Find every line of the listing below where "lens" appears, and copy it.

[RECORDS FOR THIS TASK Boundary: Start]

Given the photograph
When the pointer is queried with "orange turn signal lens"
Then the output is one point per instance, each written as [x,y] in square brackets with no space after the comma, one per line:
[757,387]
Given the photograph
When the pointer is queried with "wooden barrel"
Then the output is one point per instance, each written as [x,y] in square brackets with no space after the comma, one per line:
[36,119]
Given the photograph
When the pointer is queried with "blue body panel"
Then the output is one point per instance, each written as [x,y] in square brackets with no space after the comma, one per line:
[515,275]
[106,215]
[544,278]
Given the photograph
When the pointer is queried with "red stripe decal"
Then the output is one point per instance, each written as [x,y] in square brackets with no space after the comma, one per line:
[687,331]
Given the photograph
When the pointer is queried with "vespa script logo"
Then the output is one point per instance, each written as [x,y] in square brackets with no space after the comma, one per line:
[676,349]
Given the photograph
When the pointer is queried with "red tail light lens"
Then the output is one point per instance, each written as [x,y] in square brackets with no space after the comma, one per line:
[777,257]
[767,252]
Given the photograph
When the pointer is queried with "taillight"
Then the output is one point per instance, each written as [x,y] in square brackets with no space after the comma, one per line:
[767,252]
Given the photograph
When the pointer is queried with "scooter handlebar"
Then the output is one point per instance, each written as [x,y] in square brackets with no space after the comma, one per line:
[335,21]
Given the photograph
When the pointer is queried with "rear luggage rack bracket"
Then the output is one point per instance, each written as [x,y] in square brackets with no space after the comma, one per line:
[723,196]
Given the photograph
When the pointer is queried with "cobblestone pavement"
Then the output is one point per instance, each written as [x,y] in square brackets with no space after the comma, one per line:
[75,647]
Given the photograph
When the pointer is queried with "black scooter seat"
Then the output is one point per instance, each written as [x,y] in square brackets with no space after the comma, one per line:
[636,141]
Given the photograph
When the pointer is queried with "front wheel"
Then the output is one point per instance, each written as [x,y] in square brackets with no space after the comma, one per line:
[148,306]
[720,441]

[RECORDS FOR THIS TASK Boundary: End]

• **PROBLEM SOLUTION**
When the pointer is queried with "orange turn signal lens"
When the pointer is queried with "red tail light lens"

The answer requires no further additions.